To that end, the space agency is co-sponsoring a competition with a $2.25 million purse (and out-of-this-world bragging rights) to design and build a 3D-printed habitat intended for deep-space exploration.

NASA / Neil A. Armstrong, Lunar Module commander

The Lunar Module Eagle was sufficient in 1969 for the visit of astronaut Edwin E."Buzz" Aldrin Jr. and his Apollo 11 colleagues, but NASA is seeking longer-term housing for future missions into deep space.

Partnering with the National Additive Manufacturing Innovation Institute (known as America Makes), NASA is seeking concepts for shelters that astronauts can build or print from dirt and other materials indigenous to the moon and Mars.

Waste materials from the spacecraft are also fair game as building components.

Multi-Phase Competition

The 3D Printed Habitat Challenge was developed to advance the additive construction technology needed to create sustainable housing solutions for Earth and beyond, according to NASA.

The first phase calls on participants to develop architectural concepts.

The top 30 submissions will be judged, and prizes totaling $50,000 will be awarded at the 2015 World Maker Faire, set for Sept. 26-27, in New York.

The second phase will unfold in two parts.

The Structural Member Competition (Level 1) focuses on the fabrication of technologies needed to manufacture structural components from either a combination of indigenous materials and recyclables, or indigenous materials alone.

3D challenge

The top 30 design submissions will be judged, and $50,000 in prizes will be awarded Sept. 27.

» Record excerpts
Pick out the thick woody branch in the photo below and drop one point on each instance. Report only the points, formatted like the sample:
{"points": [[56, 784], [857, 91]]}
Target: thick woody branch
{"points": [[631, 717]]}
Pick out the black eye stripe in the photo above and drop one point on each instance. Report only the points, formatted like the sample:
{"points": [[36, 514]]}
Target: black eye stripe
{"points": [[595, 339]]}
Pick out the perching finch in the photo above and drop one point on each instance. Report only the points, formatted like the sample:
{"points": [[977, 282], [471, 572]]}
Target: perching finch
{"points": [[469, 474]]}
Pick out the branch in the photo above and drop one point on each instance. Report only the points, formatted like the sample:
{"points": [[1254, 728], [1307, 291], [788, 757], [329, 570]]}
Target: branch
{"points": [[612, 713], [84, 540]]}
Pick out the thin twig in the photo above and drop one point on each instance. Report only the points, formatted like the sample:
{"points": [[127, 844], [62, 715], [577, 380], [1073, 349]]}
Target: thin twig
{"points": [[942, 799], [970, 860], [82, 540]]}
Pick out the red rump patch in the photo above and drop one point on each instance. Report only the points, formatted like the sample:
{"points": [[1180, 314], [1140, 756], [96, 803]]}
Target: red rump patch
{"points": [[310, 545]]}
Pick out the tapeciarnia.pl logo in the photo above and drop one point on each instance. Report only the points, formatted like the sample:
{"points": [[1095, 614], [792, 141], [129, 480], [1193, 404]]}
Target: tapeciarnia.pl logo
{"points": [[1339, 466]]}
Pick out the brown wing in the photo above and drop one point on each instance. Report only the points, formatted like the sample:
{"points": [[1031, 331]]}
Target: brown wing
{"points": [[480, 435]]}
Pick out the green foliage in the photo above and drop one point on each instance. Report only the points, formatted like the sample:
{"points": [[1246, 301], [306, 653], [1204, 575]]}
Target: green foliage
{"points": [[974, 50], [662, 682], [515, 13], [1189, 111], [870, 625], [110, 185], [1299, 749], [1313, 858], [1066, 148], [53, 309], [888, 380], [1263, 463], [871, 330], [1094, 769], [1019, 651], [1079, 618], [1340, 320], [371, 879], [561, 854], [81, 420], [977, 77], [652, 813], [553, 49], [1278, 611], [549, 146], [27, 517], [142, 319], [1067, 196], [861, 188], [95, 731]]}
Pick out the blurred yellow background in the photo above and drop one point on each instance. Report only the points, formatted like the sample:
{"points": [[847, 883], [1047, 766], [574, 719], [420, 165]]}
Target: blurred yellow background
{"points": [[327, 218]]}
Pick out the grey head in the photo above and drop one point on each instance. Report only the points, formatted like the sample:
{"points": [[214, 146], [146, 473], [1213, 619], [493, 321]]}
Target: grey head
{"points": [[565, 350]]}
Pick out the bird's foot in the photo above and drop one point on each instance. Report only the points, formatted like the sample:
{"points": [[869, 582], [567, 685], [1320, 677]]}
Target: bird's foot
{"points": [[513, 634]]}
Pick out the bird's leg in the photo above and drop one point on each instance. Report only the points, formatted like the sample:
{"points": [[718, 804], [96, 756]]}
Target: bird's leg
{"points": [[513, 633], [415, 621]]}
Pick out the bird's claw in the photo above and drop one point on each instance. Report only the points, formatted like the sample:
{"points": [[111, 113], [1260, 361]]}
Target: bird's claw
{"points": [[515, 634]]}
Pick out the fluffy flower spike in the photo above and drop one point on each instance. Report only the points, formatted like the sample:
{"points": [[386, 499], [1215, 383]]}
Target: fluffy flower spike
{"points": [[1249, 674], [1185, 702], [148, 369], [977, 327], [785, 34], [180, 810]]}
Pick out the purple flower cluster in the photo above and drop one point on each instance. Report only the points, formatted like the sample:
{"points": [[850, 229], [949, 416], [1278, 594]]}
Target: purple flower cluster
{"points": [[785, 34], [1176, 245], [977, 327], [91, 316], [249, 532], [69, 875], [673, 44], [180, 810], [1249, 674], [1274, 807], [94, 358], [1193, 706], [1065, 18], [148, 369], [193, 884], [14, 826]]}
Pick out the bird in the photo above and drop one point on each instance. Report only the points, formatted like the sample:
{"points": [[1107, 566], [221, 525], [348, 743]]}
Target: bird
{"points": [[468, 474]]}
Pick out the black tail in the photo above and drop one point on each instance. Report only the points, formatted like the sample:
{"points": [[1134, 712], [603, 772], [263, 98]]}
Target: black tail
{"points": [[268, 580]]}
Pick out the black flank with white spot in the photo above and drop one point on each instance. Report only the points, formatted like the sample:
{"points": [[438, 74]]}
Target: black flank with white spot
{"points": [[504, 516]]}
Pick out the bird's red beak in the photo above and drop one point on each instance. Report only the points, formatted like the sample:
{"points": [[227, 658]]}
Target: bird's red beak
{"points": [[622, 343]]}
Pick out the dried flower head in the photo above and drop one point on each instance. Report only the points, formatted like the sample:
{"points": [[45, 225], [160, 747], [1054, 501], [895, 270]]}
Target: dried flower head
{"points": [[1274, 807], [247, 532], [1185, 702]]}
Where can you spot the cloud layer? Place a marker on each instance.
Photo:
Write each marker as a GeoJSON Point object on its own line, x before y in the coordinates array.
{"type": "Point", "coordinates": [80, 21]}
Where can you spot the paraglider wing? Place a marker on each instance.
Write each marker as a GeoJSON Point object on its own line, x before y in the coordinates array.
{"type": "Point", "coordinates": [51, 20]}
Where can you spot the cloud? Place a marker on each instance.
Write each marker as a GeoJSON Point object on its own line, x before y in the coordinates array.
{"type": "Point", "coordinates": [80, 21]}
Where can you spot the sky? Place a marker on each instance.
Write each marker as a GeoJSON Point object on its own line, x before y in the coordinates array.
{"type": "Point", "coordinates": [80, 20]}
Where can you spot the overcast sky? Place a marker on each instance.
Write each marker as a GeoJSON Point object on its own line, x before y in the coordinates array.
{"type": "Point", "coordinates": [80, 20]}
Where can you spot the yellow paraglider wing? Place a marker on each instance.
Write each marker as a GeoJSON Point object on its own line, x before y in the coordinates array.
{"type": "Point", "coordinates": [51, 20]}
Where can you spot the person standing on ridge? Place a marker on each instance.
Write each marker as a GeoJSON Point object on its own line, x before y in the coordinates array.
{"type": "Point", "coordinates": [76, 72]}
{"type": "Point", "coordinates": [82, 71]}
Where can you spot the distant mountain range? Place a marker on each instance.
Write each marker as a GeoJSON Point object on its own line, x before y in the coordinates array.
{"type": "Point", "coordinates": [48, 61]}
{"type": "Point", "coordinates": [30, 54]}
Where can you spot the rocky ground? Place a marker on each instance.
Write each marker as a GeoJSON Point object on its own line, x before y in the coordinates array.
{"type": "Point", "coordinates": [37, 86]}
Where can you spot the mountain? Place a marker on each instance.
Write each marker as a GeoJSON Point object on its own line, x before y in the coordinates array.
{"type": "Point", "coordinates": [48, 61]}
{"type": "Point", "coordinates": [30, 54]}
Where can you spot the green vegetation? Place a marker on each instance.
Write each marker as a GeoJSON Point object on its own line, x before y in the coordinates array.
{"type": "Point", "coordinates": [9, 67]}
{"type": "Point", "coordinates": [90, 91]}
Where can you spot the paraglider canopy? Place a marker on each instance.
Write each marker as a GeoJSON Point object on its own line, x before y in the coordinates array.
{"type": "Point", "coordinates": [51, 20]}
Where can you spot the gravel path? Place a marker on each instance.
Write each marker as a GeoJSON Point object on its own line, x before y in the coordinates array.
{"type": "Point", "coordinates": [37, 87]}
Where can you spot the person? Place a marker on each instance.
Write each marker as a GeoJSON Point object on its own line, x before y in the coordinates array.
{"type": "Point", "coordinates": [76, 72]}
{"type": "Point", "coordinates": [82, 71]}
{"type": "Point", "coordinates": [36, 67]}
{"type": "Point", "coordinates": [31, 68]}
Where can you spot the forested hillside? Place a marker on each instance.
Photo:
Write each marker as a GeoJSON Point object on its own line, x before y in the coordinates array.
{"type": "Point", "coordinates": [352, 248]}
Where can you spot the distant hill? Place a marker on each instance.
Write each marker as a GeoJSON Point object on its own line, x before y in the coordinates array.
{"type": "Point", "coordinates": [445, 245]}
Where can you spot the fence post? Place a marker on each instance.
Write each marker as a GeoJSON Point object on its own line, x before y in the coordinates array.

» What is asked
Could you repeat the passage on NASA's 3D-printed habitat competition word for word, everything from "Partnering with the" down to "in two parts."?

» Exercise solution
Partnering with the National Additive Manufacturing Innovation Institute (known as America Makes), NASA is seeking concepts for shelters that astronauts can build or print from dirt and other materials indigenous to the moon and Mars.

Waste materials from the spacecraft are also fair game as building components.

Multi-Phase Competition

The 3D Printed Habitat Challenge was developed to advance the additive construction technology needed to create sustainable housing solutions for Earth and beyond, according to NASA.

The first phase calls on participants to develop architectural concepts.

The top 30 submissions will be judged, and prizes totaling $50,000 will be awarded at the 2015 World Maker Faire, set for Sept. 26-27, in New York.

The second phase will unfold in two parts.